ЗАДАНИЕ 1 = Можете заново привести записи, всё от строки с «Place one keypoint on each instance of the eyeglass lens, using» до самого конца записей, увеличив на 23 каждую координату в ответах? Числа в образцах формата оставьте как есть.

ПРЕДЛОЖЕННЫЙ ОТРЫВОК =
╭──
Журнал «Наш современник» - Наш Современник, 2005 № 04
Вот так и живёт веками наша праведная Русь — добротой да любовью. На чужое не зарится, ещё и своими духовными богатствами щедро делится. И в этом и есть её великий промысел.
* * *Владимир Ермаков. Безвременник: Стихи. Эссе. — Орёл: «Вешние воды», 2001. — 340 с. илл.
Сильнее всего, пожалуй, выпадает из перечня выпущенных «Вешними водами» книг оригинально оформленный том стихов и эссе Владимира Ермакова «Безвременник», откровенно ориентирующийся не на традиционную «орловскую» поэтику, лучше всего явленную в стихах, скажем, Геннадия Попова, а скорее на формальные поиски и достижения современной московской литературы, что видно хотя бы по открывающему книгу стихотворению «Версификация», густо аллитерированному созвучием «п-р-с» — «п-р-с-п»: «Сухие корни слов составят перепись / созвучий, проступающих из фона: / персидская сирень… приспелостъ персика… / персты Персея… перси Персефоны… / Персеполь… перспектива… (Пресный перечень!) / дисперсия… персона… Пёрселл… перстень… / Всё, что на ощупь схвачено из вечности, / в расхожей речи поражает плесень…».
╰──
ЗАДАНИЕ 2 = Можете привести отрывок из журнала «Наш современник» целиком, без единого изменения?

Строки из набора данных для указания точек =
╭──
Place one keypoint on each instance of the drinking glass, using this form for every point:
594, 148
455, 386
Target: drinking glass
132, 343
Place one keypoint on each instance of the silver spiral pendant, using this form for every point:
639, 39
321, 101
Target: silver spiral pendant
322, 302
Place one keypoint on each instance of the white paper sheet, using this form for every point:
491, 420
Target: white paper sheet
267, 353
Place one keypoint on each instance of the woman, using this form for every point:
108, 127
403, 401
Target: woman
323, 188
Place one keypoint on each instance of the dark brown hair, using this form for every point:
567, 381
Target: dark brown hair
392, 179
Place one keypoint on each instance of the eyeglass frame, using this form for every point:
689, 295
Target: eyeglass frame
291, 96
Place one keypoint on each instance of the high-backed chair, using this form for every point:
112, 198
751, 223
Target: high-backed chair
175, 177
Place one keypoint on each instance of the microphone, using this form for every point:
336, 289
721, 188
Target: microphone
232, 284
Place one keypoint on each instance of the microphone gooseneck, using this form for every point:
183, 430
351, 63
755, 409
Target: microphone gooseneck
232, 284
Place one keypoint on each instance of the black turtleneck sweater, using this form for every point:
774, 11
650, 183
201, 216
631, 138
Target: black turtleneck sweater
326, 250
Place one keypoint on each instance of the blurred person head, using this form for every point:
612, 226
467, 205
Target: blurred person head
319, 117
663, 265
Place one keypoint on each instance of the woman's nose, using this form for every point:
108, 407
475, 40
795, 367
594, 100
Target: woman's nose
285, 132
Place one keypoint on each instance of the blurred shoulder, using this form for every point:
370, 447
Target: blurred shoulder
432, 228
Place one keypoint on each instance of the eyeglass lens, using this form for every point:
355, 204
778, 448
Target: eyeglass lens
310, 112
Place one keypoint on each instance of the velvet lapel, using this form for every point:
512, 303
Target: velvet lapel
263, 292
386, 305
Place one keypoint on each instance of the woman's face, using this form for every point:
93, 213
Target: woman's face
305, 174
╰──
ОТВЕТ 1 =
Place one keypoint on each instance of the eyeglass lens, using this form for every point:
355, 204
778, 448
Target: eyeglass lens
333, 135
Place one keypoint on each instance of the velvet lapel, using this form for every point:
512, 303
Target: velvet lapel
286, 315
409, 328
Place one keypoint on each instance of the woman's face, using this form for every point:
93, 213
Target: woman's face
328, 197

ОТВЕТ 2 =
Журнал «Наш современник» - Наш Современник, 2005 № 04
Вот так и живёт веками наша праведная Русь — добротой да любовью. На чужое не зарится, ещё и своими духовными богатствами щедро делится. И в этом и есть её великий промысел.
* * *Владимир Ермаков. Безвременник: Стихи. Эссе. — Орёл: «Вешние воды», 2001. — 340 с. илл.
Сильнее всего, пожалуй, выпадает из перечня выпущенных «Вешними водами» книг оригинально оформленный том стихов и эссе Владимира Ермакова «Безвременник», откровенно ориентирующийся не на традиционную «орловскую» поэтику, лучше всего явленную в стихах, скажем, Геннадия Попова, а скорее на формальные поиски и достижения современной московской литературы, что видно хотя бы по открывающему книгу стихотворению «Версификация», густо аллитерированному созвучием «п-р-с» — «п-р-с-п»: «Сухие корни слов составят перепись / созвучий, проступающих из фона: / персидская сирень… приспелостъ персика… / персты Персея… перси Персефоны… / Персеполь… перспектива… (Пресный перечень!) / дисперсия… персона… Пёрселл… перстень… / Всё, что на ощупь схвачено из вечности, / в расхожей речи поражает плесень…».